[[ Supplied information, beginning ]]

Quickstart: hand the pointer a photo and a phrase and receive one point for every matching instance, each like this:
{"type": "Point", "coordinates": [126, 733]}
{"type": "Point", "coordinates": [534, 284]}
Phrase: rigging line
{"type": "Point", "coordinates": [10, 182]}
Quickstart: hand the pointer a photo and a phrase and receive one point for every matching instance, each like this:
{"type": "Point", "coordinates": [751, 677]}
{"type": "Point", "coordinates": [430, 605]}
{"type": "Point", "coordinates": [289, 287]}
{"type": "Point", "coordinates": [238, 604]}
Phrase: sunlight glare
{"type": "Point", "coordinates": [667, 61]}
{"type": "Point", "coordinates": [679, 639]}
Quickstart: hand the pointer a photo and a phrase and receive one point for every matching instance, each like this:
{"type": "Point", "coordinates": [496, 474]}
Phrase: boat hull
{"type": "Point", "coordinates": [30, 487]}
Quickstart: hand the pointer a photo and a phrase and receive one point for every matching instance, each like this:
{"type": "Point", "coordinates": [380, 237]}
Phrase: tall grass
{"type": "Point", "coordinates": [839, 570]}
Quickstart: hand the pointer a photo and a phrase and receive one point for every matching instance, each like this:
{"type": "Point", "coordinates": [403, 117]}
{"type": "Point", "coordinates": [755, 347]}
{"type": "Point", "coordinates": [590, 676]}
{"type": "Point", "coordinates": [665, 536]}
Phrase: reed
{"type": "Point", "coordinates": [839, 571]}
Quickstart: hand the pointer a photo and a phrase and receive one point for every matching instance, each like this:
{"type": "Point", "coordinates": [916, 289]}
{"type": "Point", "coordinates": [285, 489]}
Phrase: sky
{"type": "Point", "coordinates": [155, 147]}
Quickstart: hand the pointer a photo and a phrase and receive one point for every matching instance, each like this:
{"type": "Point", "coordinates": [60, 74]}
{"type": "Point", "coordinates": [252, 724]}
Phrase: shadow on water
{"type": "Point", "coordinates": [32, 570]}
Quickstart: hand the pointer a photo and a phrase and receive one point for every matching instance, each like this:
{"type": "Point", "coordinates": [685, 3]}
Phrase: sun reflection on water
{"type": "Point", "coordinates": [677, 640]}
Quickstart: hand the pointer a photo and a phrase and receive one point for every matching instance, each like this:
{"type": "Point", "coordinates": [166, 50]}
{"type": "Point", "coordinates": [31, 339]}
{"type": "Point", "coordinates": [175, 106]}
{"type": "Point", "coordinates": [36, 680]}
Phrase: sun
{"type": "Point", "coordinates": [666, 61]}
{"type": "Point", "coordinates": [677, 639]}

[[ Supplied information, end ]]

▶ _What needs to be done_:
Please copy out every entry exactly, with nothing omitted.

▶ _Task solution_:
Quickstart: hand the pointer a photo and a phrase and receive one point for every matching instance, each like this:
{"type": "Point", "coordinates": [126, 733]}
{"type": "Point", "coordinates": [534, 284]}
Phrase: rigging line
{"type": "Point", "coordinates": [10, 182]}
Quickstart: hand the pointer a photo and a phrase and receive one point for every matching instance, each like this:
{"type": "Point", "coordinates": [751, 677]}
{"type": "Point", "coordinates": [430, 605]}
{"type": "Point", "coordinates": [289, 287]}
{"type": "Point", "coordinates": [238, 604]}
Phrase: sunlight glare
{"type": "Point", "coordinates": [667, 61]}
{"type": "Point", "coordinates": [679, 639]}
Quickstart: hand the pointer a photo and a phrase and receive one point for every matching instance, each like this:
{"type": "Point", "coordinates": [496, 474]}
Phrase: boat hull
{"type": "Point", "coordinates": [30, 487]}
Quickstart: hand the pointer a photo and a phrase and receive one point for every matching instance, each like this:
{"type": "Point", "coordinates": [380, 237]}
Phrase: tall grass
{"type": "Point", "coordinates": [839, 570]}
Quickstart: hand the pointer a photo and a phrase and receive one point for every matching instance, each like this:
{"type": "Point", "coordinates": [403, 117]}
{"type": "Point", "coordinates": [755, 347]}
{"type": "Point", "coordinates": [590, 676]}
{"type": "Point", "coordinates": [665, 536]}
Phrase: reed
{"type": "Point", "coordinates": [839, 571]}
Quickstart: hand the pointer a photo and a phrase and receive one point for every matching instance, each like this:
{"type": "Point", "coordinates": [916, 289]}
{"type": "Point", "coordinates": [285, 489]}
Phrase: sky
{"type": "Point", "coordinates": [155, 147]}
Quickstart: hand the pointer a photo and a phrase and receive one point for every matching instance, each like this:
{"type": "Point", "coordinates": [60, 74]}
{"type": "Point", "coordinates": [252, 724]}
Phrase: shadow on water
{"type": "Point", "coordinates": [32, 570]}
Quickstart: hand the pointer a photo and a phrase and receive one point for every matching instance, each like this:
{"type": "Point", "coordinates": [685, 3]}
Phrase: sun reflection on water
{"type": "Point", "coordinates": [677, 640]}
Quickstart: hand the pointer a photo and a phrase and receive one point for every matching instance, each like this:
{"type": "Point", "coordinates": [166, 50]}
{"type": "Point", "coordinates": [31, 339]}
{"type": "Point", "coordinates": [175, 106]}
{"type": "Point", "coordinates": [36, 680]}
Phrase: sun
{"type": "Point", "coordinates": [666, 61]}
{"type": "Point", "coordinates": [677, 639]}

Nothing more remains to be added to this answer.